- _EXERCISE_:
Only the lines from the one with "the stone wall" onward are wanted, through the last line of the entries, set down exactly.

+ + + + +

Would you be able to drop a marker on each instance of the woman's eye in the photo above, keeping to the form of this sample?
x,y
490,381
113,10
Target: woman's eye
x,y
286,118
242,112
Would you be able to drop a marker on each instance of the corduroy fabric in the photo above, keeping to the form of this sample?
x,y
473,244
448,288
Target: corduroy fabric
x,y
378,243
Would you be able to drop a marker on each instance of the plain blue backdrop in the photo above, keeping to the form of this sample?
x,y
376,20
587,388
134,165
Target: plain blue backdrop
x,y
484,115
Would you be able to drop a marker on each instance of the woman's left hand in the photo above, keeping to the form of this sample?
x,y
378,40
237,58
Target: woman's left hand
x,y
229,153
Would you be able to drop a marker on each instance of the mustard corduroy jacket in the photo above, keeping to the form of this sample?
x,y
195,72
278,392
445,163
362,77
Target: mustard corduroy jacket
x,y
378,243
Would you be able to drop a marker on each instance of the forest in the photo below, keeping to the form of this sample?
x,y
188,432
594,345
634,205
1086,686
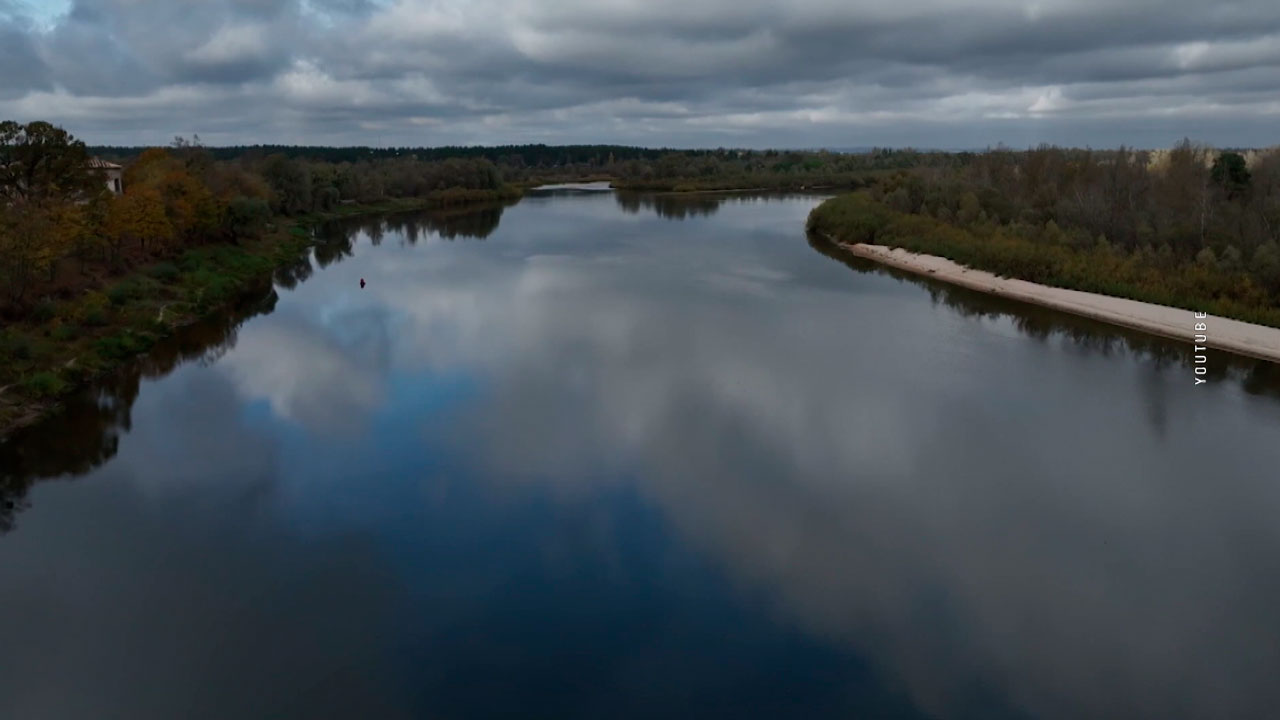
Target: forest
x,y
1188,227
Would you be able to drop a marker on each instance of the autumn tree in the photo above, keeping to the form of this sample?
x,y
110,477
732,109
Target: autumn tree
x,y
137,215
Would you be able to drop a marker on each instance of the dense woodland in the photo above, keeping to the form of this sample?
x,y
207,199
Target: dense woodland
x,y
62,231
1189,227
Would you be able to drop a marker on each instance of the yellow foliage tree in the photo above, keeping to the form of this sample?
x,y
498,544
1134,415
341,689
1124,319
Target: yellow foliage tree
x,y
137,215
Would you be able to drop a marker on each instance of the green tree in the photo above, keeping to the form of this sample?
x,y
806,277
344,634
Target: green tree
x,y
291,182
1230,173
41,163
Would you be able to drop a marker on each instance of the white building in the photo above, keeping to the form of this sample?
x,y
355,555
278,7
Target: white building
x,y
114,174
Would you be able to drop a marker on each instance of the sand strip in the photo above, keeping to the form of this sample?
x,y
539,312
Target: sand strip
x,y
1233,336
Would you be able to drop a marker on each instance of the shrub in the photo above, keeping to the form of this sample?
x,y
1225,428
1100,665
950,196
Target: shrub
x,y
44,310
45,384
165,272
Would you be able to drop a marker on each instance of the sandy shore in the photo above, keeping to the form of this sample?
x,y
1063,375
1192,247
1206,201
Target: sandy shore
x,y
1233,336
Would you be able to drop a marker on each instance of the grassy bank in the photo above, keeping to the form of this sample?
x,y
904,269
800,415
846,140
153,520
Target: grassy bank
x,y
62,345
1047,259
755,182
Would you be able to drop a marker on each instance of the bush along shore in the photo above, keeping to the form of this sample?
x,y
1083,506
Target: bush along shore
x,y
60,345
1048,256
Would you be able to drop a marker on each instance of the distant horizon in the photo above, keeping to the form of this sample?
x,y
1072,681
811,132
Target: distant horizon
x,y
849,150
659,73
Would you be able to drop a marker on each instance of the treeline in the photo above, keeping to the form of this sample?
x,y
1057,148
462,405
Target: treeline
x,y
769,169
1187,228
62,228
511,155
634,168
1189,203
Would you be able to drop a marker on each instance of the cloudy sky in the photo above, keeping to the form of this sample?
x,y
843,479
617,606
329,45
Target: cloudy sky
x,y
801,73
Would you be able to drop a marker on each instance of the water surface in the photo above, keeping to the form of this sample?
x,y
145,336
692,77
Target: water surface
x,y
604,455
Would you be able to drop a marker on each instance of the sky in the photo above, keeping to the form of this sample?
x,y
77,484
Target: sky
x,y
689,73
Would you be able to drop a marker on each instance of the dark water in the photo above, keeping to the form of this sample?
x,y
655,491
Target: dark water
x,y
635,456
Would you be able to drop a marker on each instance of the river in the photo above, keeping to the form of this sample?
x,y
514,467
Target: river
x,y
599,455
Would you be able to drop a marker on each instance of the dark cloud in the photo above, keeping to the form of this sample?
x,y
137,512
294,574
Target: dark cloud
x,y
662,72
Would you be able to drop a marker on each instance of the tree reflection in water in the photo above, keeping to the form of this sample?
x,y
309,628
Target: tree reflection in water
x,y
86,433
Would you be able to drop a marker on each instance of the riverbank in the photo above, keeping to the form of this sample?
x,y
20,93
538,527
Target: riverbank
x,y
1223,333
67,343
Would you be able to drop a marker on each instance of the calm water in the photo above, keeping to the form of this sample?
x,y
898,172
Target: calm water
x,y
627,456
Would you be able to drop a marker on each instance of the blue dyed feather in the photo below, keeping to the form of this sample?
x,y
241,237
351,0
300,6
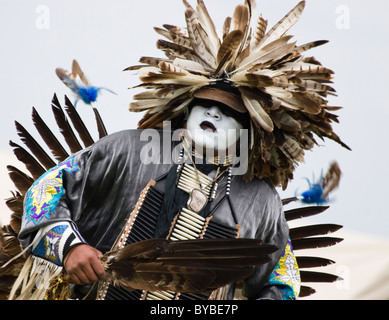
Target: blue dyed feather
x,y
79,85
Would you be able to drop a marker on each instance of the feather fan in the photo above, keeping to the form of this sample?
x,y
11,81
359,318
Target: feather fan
x,y
185,266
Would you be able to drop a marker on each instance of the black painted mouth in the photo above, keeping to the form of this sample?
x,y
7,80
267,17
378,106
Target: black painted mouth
x,y
206,125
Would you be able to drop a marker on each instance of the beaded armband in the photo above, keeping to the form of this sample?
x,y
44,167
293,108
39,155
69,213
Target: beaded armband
x,y
55,242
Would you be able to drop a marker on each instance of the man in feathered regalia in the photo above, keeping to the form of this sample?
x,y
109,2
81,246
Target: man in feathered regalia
x,y
237,112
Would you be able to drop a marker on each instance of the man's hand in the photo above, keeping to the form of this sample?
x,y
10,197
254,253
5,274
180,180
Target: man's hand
x,y
83,265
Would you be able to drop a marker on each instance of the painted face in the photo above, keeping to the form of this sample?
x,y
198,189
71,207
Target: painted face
x,y
210,128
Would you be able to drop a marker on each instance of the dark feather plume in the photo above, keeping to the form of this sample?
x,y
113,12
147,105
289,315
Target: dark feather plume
x,y
306,291
312,276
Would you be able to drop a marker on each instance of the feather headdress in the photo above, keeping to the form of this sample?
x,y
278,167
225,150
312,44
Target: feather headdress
x,y
283,91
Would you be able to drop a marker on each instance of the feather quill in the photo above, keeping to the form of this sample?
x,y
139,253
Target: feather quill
x,y
32,165
58,151
21,180
304,212
78,124
185,266
313,230
34,147
64,126
316,242
284,24
100,124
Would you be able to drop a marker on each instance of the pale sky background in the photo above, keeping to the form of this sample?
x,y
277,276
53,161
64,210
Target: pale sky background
x,y
108,36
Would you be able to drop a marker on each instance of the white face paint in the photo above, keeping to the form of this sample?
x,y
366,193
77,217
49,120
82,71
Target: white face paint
x,y
210,128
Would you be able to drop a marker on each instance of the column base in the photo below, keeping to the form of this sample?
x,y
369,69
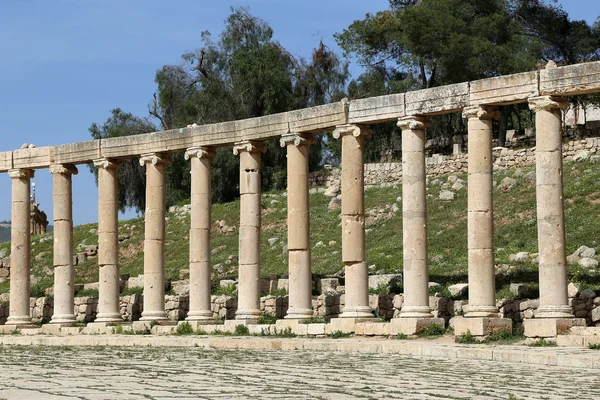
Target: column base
x,y
299,313
348,324
481,312
413,326
19,320
206,315
481,326
416,312
554,312
357,312
109,317
248,314
550,327
154,316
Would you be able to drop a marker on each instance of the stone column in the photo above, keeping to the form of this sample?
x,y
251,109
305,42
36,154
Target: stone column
x,y
64,273
480,231
353,221
20,248
154,241
249,249
299,256
108,241
550,210
200,265
414,219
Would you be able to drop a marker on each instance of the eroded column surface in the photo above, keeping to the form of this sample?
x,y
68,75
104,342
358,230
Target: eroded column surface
x,y
414,219
20,248
200,265
64,272
480,218
154,242
249,249
550,207
108,241
299,255
353,221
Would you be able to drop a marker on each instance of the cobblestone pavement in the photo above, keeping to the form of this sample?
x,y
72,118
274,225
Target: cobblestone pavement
x,y
33,373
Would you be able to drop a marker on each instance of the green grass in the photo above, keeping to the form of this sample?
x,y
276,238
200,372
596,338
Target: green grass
x,y
515,231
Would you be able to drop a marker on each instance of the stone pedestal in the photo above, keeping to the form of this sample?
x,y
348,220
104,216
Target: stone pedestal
x,y
154,242
550,327
353,221
481,326
250,218
300,266
108,242
200,265
413,326
480,227
550,207
20,248
414,223
64,272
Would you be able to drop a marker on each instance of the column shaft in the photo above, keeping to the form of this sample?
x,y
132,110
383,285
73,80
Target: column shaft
x,y
108,242
64,272
414,219
200,264
482,279
299,256
154,241
250,220
353,221
550,207
20,247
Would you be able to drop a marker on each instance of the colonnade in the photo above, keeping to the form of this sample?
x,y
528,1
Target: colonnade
x,y
481,315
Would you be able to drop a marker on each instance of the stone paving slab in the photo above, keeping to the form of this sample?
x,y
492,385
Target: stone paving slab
x,y
442,348
131,373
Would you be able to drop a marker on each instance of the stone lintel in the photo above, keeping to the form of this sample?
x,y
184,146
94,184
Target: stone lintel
x,y
550,327
481,112
413,123
250,146
350,129
63,169
413,326
481,326
547,103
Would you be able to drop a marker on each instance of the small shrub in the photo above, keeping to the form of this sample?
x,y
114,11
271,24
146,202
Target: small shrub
x,y
185,328
267,319
338,335
432,330
241,330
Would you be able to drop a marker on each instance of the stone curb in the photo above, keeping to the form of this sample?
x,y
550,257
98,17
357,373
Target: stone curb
x,y
561,357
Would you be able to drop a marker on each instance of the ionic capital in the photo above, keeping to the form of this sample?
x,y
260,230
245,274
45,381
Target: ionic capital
x,y
63,169
297,139
547,103
107,163
413,123
481,112
199,152
250,146
154,159
21,173
354,130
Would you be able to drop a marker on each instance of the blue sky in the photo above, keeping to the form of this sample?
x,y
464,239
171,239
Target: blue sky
x,y
66,63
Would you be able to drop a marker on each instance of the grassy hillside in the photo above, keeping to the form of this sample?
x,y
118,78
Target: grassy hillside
x,y
515,221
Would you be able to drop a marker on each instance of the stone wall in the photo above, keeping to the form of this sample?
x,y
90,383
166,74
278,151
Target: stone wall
x,y
504,158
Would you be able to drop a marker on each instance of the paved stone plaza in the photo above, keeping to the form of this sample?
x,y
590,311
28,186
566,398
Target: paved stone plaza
x,y
47,373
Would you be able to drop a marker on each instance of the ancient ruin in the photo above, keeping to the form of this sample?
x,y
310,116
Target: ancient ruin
x,y
349,121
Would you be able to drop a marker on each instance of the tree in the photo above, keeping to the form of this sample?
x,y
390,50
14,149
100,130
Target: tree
x,y
132,177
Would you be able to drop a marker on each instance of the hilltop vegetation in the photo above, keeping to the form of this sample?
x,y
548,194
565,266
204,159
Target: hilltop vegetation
x,y
515,223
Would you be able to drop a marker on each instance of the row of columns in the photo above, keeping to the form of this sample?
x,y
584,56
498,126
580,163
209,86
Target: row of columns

+ + + + +

- _RESULT OF THE TASK_:
Would you be able to drop a marker on each instance of the stone wall in the photo above, keeping to the form of this sample?
x,y
90,383
166,74
278,151
Target: stone wall
x,y
504,158
Would you be able to drop a marker on each instance of the paved stone plaza in the photo above, keeping to the form of this sample?
x,y
590,311
28,186
566,398
Target: paved stone plaza
x,y
47,373
Would you be able to drop a marker on each instance of the ancient ruin in the photo above, keeping to the form of this sample?
x,y
310,116
Target: ancient ruin
x,y
349,121
Would you be able to drop a marker on each instance of the tree in the photo above, keeping to the form of this sample?
x,y
390,50
14,149
100,130
Target: tree
x,y
132,177
Would you be able to drop a marker on each instance of the hilltop vegetation in the photo above, keeping to the form of this sample?
x,y
548,194
565,266
204,159
Target: hilltop vegetation
x,y
515,223
Would you be able to drop a marker on each instance of the row of columns in the photo above, keeping to the form of this sample?
x,y
584,56
498,126
580,163
209,86
Target: row of columns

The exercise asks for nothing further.